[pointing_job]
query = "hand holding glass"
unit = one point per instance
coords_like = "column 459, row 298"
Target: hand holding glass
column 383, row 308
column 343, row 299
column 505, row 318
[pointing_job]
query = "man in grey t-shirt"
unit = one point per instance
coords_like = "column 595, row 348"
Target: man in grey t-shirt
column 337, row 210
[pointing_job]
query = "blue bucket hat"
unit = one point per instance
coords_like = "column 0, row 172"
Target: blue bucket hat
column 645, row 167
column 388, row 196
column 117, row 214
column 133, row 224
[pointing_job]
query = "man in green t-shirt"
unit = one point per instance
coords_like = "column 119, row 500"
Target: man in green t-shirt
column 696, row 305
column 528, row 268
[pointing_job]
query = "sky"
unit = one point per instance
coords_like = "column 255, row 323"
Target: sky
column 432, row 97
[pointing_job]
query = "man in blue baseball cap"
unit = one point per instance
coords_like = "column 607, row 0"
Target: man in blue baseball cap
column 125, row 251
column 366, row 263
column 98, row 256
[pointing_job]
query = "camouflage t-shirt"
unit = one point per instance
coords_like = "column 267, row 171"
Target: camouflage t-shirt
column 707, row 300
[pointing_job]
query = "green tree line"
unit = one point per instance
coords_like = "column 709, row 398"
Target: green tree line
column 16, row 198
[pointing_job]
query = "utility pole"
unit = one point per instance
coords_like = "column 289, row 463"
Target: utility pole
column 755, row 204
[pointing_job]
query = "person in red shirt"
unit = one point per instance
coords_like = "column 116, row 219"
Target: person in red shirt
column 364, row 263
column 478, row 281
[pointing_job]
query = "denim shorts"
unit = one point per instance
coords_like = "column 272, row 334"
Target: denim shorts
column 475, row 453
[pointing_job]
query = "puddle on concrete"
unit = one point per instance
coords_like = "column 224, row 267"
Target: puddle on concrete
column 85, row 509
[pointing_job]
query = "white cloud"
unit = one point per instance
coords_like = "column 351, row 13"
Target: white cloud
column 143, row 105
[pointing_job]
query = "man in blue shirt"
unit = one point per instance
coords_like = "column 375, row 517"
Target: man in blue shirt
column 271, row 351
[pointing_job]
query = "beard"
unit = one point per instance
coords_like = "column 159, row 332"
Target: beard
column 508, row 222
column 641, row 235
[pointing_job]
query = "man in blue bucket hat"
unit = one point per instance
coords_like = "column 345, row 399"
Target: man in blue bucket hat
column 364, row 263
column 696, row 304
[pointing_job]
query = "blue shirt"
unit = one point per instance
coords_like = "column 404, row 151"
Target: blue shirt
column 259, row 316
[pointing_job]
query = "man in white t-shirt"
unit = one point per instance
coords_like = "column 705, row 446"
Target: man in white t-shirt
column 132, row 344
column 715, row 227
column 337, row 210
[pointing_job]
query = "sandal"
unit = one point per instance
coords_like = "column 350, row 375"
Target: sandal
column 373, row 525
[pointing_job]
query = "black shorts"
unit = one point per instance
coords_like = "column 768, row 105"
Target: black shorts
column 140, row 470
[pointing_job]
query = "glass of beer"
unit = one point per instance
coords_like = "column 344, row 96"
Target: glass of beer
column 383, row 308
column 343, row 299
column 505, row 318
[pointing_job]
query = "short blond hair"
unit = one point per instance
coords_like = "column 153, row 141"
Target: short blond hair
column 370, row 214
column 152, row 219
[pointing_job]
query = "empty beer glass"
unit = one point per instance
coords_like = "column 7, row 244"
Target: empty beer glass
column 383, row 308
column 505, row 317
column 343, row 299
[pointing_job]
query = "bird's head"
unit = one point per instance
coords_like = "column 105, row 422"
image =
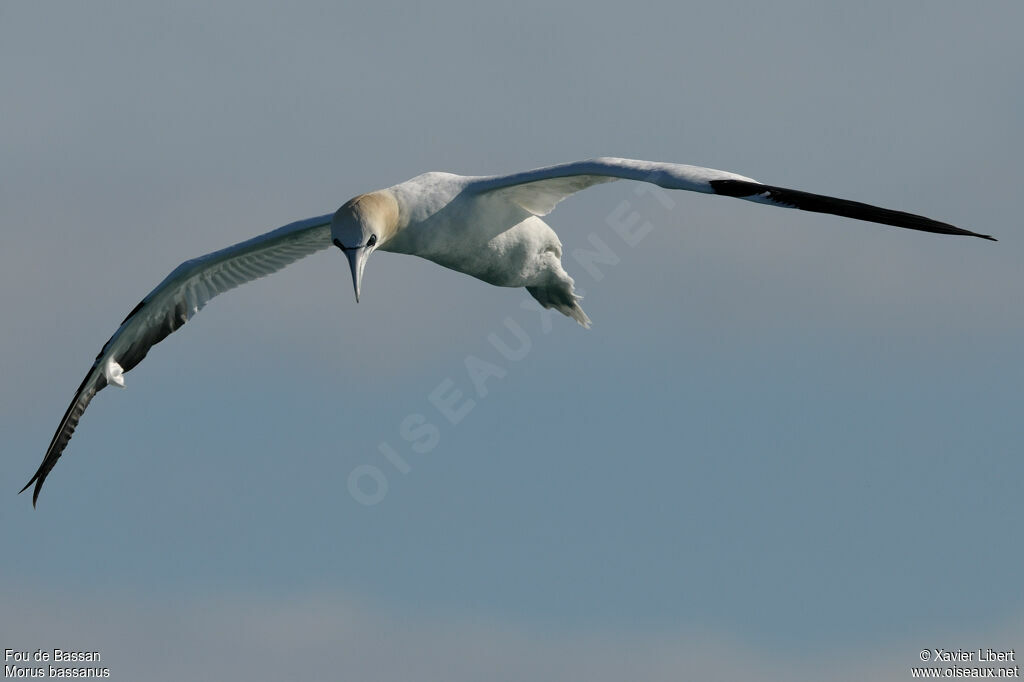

▬▬▬▬▬▬

The data should be printed again unchanged; leave its pictures out.

[pointing_job]
query = "hand holding glass"
unit = one point per instance
coords_like = "column 459, row 298"
Target: hand holding glass
column 383, row 308
column 343, row 299
column 505, row 318
[pointing_job]
query = "man in grey t-shirt"
unit = one point per instance
coords_like = "column 595, row 348"
Target: man in grey t-shirt
column 337, row 210
[pointing_job]
query = "blue bucket hat"
unit = one point per instance
coords_like = "column 0, row 172"
Target: blue bucket hat
column 645, row 167
column 388, row 196
column 117, row 214
column 133, row 224
[pointing_job]
query = "man in green t-shirt"
unit = one point per instance
coords_like = "column 119, row 500"
Target: man in green t-shirt
column 696, row 305
column 528, row 268
[pointing_job]
query = "sky"
unit = one point per instance
coords_like = "column 255, row 323"
Target: sky
column 432, row 97
[pointing_job]
query = "man in blue baseball cap"
unit = one point per instance
coords_like = "column 607, row 0"
Target: man in blue baseball cap
column 125, row 251
column 366, row 263
column 98, row 256
[pointing_job]
query = "camouflage t-shirt"
unit = one point per instance
coords_like = "column 267, row 171"
Target: camouflage t-shirt
column 707, row 300
[pointing_job]
query = "green tree line"
unit = one point per instance
coords_like = "column 709, row 398"
Target: green tree line
column 16, row 198
[pointing_job]
query = "utility pole"
unit = one point per instance
coords_like = "column 289, row 463"
Target: utility pole
column 755, row 204
[pointing_job]
query = "person in red shirt"
unit = one point per instance
coords_like = "column 116, row 219"
Target: person in red shirt
column 364, row 263
column 478, row 281
[pointing_job]
query = "denim shorts"
unit = one point per instance
coords_like = "column 272, row 334"
Target: denim shorts
column 475, row 453
[pointing_job]
query = "puddle on concrete"
unit = one point per instance
coords_like = "column 224, row 267"
Target: puddle on concrete
column 85, row 509
[pointing_job]
query = "white cloud"
unit = one point per instance
coords_like = "column 351, row 13"
Target: white cloud
column 143, row 105
[pointing_job]
query = "man in blue shirt"
unit = one point per instance
coords_like = "column 375, row 517"
Target: man in blue shirt
column 271, row 351
[pointing_job]
query = "beard"
unit = one point per instance
coords_like = "column 159, row 332"
Target: beard
column 508, row 222
column 641, row 235
[pointing_job]
query = "man in blue bucket hat"
unit = one point per instance
coords_like = "column 345, row 399"
Target: man in blue bucket hat
column 364, row 263
column 696, row 304
[pointing_job]
query = "blue shirt"
unit = one point per instance
coords_like = "column 404, row 151"
Target: blue shirt
column 259, row 316
[pointing_job]
query = "man in white t-shirt"
unit = one point per instance
coords_like = "column 705, row 446"
Target: man in white t-shirt
column 132, row 344
column 715, row 227
column 337, row 210
[pointing_job]
query = "sandal"
unit = one point per instance
coords_like = "column 350, row 375"
Target: sandal
column 373, row 525
[pointing_job]
query = "black shorts"
unit = one point per instance
coords_like = "column 768, row 105"
Target: black shorts
column 140, row 470
[pointing_job]
query = "glass of beer"
unit = one point per instance
coords_like = "column 344, row 96"
Target: glass of beer
column 383, row 308
column 343, row 299
column 505, row 318
[pointing_job]
query = "short blond hair"
unit = one point per instance
coords_like = "column 153, row 141"
Target: short blond hair
column 370, row 214
column 152, row 219
[pointing_job]
query = "empty beer glass"
unit = one point per instance
coords_like = "column 7, row 244"
Target: empty beer glass
column 383, row 308
column 505, row 317
column 343, row 299
[pointing_job]
query = "bird's head"
unit = one point per instance
coords_like = "column 105, row 422"
image =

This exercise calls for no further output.